## Task inputs
+--

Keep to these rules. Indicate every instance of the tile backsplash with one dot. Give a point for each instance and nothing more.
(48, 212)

+--

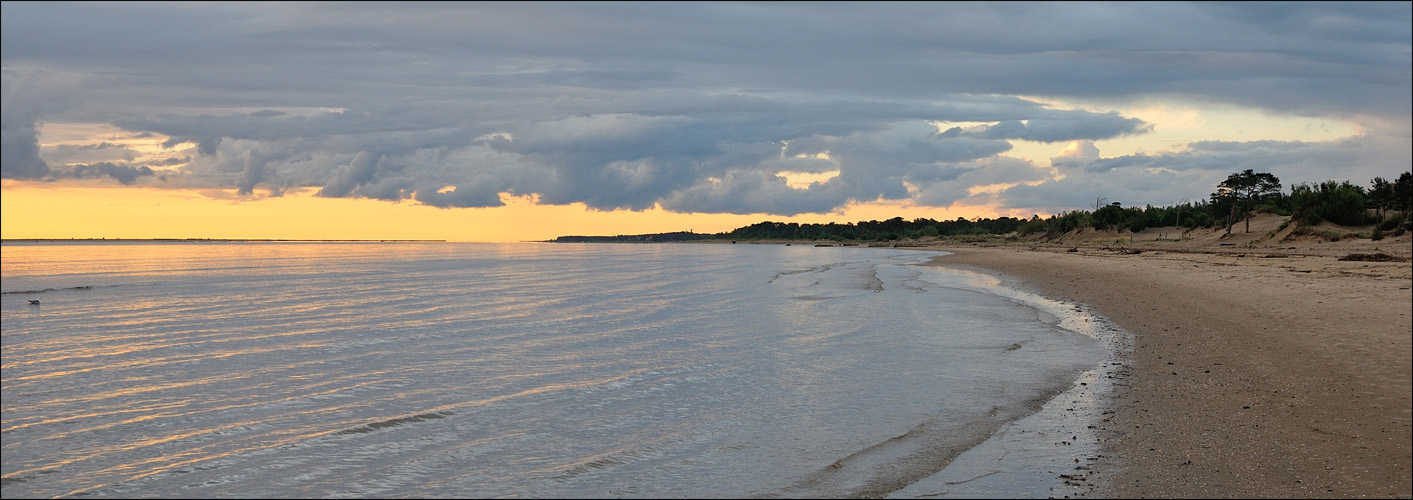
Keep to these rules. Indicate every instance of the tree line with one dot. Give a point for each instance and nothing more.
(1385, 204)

+--

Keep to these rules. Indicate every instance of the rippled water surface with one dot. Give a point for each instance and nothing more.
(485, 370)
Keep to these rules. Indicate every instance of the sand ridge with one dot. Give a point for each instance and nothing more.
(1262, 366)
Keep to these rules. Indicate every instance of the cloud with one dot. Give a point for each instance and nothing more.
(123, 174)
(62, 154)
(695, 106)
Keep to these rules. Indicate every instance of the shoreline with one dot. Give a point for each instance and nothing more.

+--

## To be done
Convert into a numbered list the lines starting with the one that contains "Keep to these rules. Indicate every instance of the rippled" and going on through the one that contains "Keep to these rules. Indicate every instance of the shoreline", leaving out any blank lines.

## Solved exercise
1. Keep to these rules. Indicate every instance of the rippled water surface with one dot. Give a point for each instance and nothing more.
2. (485, 370)
3. Keep to these rules. Indicate every instance of the sand ridge with one dot. Give a point for each instance and nothing more.
4. (1262, 366)
5. Keep to these rules. Indicate every instance of the cloud with one dot. Give a point for each instance and nothing more.
6. (123, 174)
7. (62, 154)
8. (695, 106)
9. Keep to these rules. Indicate every instance of the shoreline with one dot. Give a point for each instance and nothing more.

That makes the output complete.